## Entries shown
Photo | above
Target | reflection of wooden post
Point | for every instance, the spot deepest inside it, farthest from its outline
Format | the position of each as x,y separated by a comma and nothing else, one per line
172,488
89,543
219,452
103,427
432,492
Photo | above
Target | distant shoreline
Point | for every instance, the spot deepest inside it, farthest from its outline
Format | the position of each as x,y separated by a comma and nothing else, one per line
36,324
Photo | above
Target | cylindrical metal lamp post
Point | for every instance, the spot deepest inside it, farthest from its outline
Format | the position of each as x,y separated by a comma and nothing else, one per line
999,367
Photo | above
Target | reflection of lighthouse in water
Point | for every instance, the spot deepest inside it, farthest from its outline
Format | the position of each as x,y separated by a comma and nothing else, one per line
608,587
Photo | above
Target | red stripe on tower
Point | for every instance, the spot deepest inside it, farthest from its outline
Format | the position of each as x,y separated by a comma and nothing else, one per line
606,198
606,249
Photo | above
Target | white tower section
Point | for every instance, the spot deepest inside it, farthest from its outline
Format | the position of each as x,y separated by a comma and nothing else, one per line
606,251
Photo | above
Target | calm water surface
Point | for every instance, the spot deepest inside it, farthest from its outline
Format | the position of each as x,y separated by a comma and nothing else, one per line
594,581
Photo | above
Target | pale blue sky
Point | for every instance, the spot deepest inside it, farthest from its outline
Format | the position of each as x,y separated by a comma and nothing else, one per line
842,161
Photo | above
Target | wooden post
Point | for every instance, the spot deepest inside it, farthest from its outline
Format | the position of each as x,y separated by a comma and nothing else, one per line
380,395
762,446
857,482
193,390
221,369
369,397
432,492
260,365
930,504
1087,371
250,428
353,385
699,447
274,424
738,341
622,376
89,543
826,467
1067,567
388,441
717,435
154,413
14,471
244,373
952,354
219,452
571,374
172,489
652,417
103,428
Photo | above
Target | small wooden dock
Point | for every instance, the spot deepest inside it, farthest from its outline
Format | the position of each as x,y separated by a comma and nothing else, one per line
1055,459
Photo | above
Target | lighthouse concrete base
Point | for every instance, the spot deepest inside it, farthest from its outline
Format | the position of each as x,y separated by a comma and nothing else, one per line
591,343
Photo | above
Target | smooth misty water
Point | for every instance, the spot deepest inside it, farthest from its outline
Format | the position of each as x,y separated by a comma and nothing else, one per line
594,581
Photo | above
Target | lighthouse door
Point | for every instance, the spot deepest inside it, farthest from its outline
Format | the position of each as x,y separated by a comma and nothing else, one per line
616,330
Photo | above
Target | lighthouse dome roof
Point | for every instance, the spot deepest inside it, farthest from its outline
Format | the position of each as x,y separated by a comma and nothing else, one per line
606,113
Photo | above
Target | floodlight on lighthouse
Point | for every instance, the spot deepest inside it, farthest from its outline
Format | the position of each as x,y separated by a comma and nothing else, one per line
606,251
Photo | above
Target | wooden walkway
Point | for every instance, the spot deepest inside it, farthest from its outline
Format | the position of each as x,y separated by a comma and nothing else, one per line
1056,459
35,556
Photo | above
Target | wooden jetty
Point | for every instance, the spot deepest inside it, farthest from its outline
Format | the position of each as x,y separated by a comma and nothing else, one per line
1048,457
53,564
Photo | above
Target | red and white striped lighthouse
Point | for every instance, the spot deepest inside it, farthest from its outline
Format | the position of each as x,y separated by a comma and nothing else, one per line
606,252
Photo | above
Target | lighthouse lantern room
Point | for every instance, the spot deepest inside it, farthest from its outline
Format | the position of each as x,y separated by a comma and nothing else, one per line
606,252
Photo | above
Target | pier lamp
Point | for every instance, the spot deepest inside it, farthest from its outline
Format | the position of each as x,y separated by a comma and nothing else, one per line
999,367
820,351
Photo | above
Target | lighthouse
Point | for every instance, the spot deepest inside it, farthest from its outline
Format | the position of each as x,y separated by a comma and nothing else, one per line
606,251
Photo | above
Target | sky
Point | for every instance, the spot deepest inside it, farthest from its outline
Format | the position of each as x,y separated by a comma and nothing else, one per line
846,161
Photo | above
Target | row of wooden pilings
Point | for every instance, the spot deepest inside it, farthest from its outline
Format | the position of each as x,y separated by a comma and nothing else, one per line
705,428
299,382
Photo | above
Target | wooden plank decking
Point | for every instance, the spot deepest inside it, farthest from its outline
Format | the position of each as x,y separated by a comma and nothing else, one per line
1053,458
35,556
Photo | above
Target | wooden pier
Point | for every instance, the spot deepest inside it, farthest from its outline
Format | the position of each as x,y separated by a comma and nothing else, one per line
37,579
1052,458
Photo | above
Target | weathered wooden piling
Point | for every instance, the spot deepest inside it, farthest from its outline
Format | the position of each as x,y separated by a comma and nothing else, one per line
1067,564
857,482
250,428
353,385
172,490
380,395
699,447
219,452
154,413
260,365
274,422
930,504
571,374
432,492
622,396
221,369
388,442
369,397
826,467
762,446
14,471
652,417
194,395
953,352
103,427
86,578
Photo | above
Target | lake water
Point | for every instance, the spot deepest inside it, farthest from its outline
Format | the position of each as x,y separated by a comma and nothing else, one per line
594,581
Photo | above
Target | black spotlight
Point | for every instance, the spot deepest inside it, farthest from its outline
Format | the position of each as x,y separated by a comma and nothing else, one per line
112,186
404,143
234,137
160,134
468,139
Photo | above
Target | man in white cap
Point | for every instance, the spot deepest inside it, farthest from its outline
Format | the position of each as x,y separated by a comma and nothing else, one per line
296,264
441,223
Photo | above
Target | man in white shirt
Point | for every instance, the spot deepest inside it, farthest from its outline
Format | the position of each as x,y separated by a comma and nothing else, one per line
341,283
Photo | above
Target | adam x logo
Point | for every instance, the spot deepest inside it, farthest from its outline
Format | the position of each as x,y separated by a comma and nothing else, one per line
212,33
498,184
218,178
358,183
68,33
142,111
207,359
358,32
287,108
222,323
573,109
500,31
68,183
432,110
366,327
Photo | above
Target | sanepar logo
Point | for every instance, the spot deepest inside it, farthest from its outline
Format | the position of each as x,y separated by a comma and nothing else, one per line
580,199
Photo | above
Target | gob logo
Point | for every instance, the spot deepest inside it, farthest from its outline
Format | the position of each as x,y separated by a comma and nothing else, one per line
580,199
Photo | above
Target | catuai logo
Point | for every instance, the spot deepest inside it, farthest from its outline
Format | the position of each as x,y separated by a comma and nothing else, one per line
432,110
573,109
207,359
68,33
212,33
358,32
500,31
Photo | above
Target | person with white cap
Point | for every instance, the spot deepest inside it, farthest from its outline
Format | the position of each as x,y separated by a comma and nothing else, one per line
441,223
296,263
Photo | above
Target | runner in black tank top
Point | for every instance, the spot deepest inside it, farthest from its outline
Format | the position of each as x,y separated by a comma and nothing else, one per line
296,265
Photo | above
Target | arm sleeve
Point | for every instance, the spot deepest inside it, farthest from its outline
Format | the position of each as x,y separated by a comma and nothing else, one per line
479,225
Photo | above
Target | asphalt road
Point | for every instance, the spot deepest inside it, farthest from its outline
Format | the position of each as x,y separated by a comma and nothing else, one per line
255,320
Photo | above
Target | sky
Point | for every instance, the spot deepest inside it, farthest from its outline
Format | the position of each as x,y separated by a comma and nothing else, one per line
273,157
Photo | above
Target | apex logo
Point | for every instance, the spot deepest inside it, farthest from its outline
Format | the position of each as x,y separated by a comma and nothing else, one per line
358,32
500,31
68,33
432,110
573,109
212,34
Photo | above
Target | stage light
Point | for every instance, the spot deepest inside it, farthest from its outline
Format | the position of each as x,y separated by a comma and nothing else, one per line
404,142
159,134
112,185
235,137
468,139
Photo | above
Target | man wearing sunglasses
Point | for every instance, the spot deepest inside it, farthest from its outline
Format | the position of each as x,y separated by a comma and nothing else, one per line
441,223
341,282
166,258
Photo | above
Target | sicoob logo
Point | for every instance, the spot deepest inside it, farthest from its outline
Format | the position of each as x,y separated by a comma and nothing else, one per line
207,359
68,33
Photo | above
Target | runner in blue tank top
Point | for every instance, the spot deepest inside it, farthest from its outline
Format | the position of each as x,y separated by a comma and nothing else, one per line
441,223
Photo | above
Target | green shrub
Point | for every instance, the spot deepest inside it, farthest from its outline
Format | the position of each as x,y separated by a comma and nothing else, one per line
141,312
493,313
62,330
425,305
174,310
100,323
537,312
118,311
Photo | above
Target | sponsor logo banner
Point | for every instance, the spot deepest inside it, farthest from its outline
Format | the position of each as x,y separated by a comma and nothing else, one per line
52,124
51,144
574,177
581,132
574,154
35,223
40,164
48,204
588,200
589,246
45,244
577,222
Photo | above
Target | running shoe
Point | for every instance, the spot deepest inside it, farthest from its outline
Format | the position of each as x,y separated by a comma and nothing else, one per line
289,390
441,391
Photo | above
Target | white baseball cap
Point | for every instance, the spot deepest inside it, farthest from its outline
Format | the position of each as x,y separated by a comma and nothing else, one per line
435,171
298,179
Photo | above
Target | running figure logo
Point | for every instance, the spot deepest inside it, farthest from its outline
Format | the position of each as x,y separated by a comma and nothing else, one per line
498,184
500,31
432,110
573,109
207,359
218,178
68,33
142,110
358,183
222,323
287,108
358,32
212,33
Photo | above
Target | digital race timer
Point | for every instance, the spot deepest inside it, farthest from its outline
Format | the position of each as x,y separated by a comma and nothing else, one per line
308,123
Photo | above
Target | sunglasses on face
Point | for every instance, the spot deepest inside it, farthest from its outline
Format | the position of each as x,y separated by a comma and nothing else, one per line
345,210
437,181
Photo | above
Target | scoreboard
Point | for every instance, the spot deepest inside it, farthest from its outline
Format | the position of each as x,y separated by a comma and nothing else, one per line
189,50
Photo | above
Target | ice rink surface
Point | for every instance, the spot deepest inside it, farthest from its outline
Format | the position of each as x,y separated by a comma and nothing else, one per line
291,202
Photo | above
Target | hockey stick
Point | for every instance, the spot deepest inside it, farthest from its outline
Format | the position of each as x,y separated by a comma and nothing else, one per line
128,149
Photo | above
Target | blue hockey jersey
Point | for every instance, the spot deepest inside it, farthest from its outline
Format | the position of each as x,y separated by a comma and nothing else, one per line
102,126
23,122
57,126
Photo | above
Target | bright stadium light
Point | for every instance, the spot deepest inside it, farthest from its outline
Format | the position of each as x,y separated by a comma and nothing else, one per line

## What is asked
From the items, report each line that contains the string "running", treating uppercase and lowercase as different.

## Solution
Target | running shoe
Target | running figure logo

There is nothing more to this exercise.